Exercise brief: Quote every entry word for word.

[Raw records]
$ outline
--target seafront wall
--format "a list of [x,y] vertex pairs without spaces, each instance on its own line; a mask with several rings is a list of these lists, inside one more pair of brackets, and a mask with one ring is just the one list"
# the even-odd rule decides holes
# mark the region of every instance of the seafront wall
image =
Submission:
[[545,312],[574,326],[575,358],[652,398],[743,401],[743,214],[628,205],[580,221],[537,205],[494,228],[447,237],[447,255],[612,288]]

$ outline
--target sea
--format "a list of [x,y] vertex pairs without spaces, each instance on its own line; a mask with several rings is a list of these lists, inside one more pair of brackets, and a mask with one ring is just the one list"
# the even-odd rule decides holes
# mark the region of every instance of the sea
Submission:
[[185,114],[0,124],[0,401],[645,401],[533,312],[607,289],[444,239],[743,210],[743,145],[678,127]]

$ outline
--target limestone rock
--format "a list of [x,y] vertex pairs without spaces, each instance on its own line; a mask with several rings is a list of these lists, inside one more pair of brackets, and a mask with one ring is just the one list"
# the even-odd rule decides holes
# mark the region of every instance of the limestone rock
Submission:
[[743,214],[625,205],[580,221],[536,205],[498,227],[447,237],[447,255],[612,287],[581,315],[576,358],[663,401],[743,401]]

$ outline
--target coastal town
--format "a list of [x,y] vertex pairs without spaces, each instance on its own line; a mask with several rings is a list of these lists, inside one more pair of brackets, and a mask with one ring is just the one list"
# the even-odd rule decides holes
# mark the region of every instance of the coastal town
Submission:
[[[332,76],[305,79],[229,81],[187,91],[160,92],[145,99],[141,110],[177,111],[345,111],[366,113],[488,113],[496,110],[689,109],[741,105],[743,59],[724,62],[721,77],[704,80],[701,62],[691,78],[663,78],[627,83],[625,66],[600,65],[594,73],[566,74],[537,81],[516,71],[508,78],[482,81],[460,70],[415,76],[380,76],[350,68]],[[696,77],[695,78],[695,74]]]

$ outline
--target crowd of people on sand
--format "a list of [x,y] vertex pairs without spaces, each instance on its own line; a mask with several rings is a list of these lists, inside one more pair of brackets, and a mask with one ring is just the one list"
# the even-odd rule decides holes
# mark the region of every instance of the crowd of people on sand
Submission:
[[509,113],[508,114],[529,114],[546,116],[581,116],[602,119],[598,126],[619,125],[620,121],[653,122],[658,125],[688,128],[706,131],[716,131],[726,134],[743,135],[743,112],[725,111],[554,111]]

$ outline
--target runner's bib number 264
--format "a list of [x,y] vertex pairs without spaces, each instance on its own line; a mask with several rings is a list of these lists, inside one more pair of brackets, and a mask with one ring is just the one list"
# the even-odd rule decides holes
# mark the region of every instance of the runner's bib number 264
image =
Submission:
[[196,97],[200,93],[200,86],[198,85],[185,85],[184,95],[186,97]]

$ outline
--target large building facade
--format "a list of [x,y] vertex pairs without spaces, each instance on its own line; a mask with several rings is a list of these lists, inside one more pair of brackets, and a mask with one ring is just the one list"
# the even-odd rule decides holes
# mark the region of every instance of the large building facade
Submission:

Task response:
$ outline
--target seafront wall
--format "a list of [x,y] vertex pairs without spaces, each instance on its own line; a mask with several rings is a list of these lists, inside one more pair of brackets, and a mask with one ring is just the one list"
# the even-odd rule decides holes
# mark the region of every instance of the seafront wall
image =
Submission:
[[545,312],[574,326],[575,358],[652,398],[743,401],[743,214],[628,205],[580,221],[537,205],[494,228],[447,237],[447,255],[612,288]]

$ outline
--target sea
--format "a list of [x,y] vertex pairs without spaces, each instance on its own line; a mask with several rings is a list of these lists, inside one more pair of brackets, and a mask with one ring is just the one list"
# the even-odd rule decides holes
# mark the region of every instance of the sea
Submission:
[[185,114],[0,124],[0,401],[645,401],[533,312],[607,289],[444,239],[743,210],[743,145],[678,127]]

$ outline
--target limestone rock
--format "a list of [x,y] vertex pairs without spaces, each instance on its own line; a mask with several rings is a list of these lists, inside one more pair of brackets, and a mask with one ring is just the one list"
# the even-odd rule decides holes
# mark the region of every instance of the limestone rock
Submission:
[[743,214],[625,205],[580,221],[536,205],[498,227],[447,237],[447,255],[612,287],[581,315],[576,358],[663,401],[743,401]]

$ outline
--target coastal town
--format "a list of [x,y] vertex pairs without spaces, each instance on its own line; a mask with several rings is a list of these lists, inside one more pair of brackets, and a mask with one ring is just the one list"
# the even-odd rule decides holes
# mark the region of every instance of the coastal town
Submission:
[[[332,76],[305,79],[229,81],[187,91],[160,92],[145,99],[141,110],[177,111],[345,111],[366,113],[488,113],[496,110],[689,109],[741,105],[743,59],[724,62],[721,77],[704,80],[701,62],[691,78],[663,78],[627,83],[625,66],[600,65],[594,73],[566,74],[537,81],[516,71],[508,78],[482,81],[460,70],[415,76],[380,76],[350,68]],[[696,77],[695,78],[695,74]]]

$ outline
--target crowd of people on sand
--format "a list of [x,y] vertex pairs without spaces, each instance on its own line; a mask with several rings is a list of these lists, inside one more pair of brackets, and a mask with one ring is just the one list"
# the even-odd rule decides holes
# mark the region of every instance of the crowd of people on sand
Submission:
[[509,113],[508,114],[529,114],[546,116],[581,116],[602,119],[598,126],[619,125],[620,121],[653,122],[658,125],[688,128],[706,131],[716,131],[726,134],[743,135],[743,112],[725,111],[554,111]]

$ outline
--target runner's bib number 264
--format "a list of [x,y] vertex pairs without spaces, each instance on its own line; a mask with several rings is a list of these lists, inside one more pair of brackets, and a mask with one ring is just the one list"
# the even-odd rule decides holes
# mark the region of every instance of the runner's bib number 264
image =
Submission:
[[196,97],[200,93],[200,86],[198,85],[185,85],[184,95],[186,97]]

$ outline
--target large building facade
--format "a list of [x,y] vertex pairs without spaces, each instance on its own line; a mask with several rings is a list of these lists, inside one more pair of brackets, and a mask with one ring is just the one list"
# the even-odd rule decides holes
# mark the region of every instance of the large building facade
Submission:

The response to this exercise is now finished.